======== EXTRACT PROVIDED ========

3
$\begingroup$

I'm looking for a proof of the fact that $BMO$ is a Banach Space. I know that it follows from the fact that it's the dual of the hardy space $H^1$, but I'm looking for a direct proof. I finally found this article(https://eudml.org/doc/218175) but unfortunately I cannot understand the end of the proof. First of all let we fix the notations:

$\left\lVert f\right\rVert_*=\left\lVert sup_Q \frac{1}{\left\lvert Q\right\rvert}\int_Q f-f_Q \right\rVert_\infty$, where $Q$ is a cube and $f_Q=\frac{1}{\left\lvert Q\right\rvert}\int_Q f$

$BMO:=\{f\in L^1_{loc}: \left\lVert f\right\rVert_*<\infty\}/\{f\in L^1_{loc}: f \text{ a.e. constant}\}$

The proof reads as follow:

Let $\{ f_n \}_{n\in\mathbb{N}}\subseteq BMO $ a Cauchy sequence and take a cube $Q$. Then: $$\frac{1}{\left\lvert Q\right\rvert}\int_Q \left\lvert(f_{n}-(f_{n})_Q)-(f_m-(f_m)_Q)\right\rvert\leq\left\lVert f_n-f_m\right\rVert_*$$ So $\{f_n-(f_n)_Q\}_{n\in\mathbb{N}}$ is a Cauchy sequence in $L^1(Q)$, which is complete, so it converges. Let $g^Q$ be the limit(be careful not to confuse with avarges notation).

========

** SET OF TASKS **
(A) In the BMO post, which space is BMO said to be the dual of?
(B) Edit the BMO post, beginning at "The proof reads" and stopping after "with avarges notation).", with "Cauchy sequence" changed to "fundamental sequence".

======== DATA LINES ========

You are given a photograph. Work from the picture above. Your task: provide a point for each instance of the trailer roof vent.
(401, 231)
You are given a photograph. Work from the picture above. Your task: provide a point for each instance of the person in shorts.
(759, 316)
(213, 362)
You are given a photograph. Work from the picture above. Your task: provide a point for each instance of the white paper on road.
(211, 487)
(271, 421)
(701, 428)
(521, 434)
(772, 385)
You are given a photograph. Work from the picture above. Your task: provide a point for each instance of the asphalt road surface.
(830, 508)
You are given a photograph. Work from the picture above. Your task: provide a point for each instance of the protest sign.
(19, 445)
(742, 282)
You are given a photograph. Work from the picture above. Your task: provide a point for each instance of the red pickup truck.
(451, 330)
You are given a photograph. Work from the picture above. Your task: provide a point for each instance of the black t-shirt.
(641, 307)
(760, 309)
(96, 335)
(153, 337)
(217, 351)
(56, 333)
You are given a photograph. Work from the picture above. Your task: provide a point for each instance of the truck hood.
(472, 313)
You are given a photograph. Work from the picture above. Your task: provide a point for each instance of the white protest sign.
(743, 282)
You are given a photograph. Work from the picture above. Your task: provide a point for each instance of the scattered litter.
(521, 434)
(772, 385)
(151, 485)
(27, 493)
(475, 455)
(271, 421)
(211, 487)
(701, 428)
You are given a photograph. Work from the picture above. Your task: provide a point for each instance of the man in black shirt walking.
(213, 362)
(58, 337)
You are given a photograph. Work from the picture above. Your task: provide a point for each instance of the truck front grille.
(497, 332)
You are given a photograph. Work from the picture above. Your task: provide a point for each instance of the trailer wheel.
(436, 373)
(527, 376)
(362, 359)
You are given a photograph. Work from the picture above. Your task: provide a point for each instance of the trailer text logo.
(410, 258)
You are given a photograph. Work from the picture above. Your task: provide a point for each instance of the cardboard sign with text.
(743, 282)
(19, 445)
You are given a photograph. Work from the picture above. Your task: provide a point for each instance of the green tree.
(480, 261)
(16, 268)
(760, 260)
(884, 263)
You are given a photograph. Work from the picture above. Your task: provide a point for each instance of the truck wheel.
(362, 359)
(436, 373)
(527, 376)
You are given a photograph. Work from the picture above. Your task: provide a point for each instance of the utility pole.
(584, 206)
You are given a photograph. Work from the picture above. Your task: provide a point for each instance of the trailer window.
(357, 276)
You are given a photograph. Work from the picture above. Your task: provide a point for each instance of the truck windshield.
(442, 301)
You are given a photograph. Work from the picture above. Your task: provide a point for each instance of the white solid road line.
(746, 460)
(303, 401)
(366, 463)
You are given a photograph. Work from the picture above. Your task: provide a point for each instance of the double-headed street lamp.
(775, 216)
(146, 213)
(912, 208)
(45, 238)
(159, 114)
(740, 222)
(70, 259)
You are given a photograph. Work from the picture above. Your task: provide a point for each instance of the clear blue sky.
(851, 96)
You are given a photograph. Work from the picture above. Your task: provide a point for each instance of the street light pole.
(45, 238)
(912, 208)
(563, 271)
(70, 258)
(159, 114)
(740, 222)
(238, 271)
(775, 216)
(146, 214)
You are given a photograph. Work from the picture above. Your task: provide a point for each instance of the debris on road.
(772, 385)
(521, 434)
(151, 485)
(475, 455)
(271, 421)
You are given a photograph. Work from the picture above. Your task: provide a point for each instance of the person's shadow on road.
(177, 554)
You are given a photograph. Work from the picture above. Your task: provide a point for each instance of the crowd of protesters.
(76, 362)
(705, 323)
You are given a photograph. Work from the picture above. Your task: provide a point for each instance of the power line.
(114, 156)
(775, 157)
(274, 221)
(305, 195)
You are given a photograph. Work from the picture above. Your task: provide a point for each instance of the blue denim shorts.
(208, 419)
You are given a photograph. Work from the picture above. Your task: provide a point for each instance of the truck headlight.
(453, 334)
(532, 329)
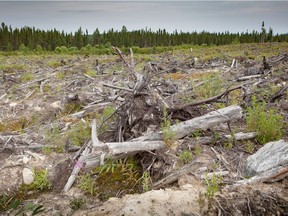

========

** TASK RESPONSES **
(A) The Hardy space $H^1$.

(B)
The proof reads as follow:

Let $\{ f_n \}_{n\in\mathbb{N}}\subseteq BMO $ a fundamental sequence and take a cube $Q$. Then: $$\frac{1}{\left\lvert Q\right\rvert}\int_Q \left\lvert(f_{n}-(f_{n})_Q)-(f_m-(f_m)_Q)\right\rvert\leq\left\lVert f_n-f_m\right\rVert_*$$ So $\{f_n-(f_n)_Q\}_{n\in\mathbb{N}}$ is a fundamental sequence in $L^1(Q)$, which is complete, so it converges. Let $g^Q$ be the limit(be careful not to confuse with avarges notation).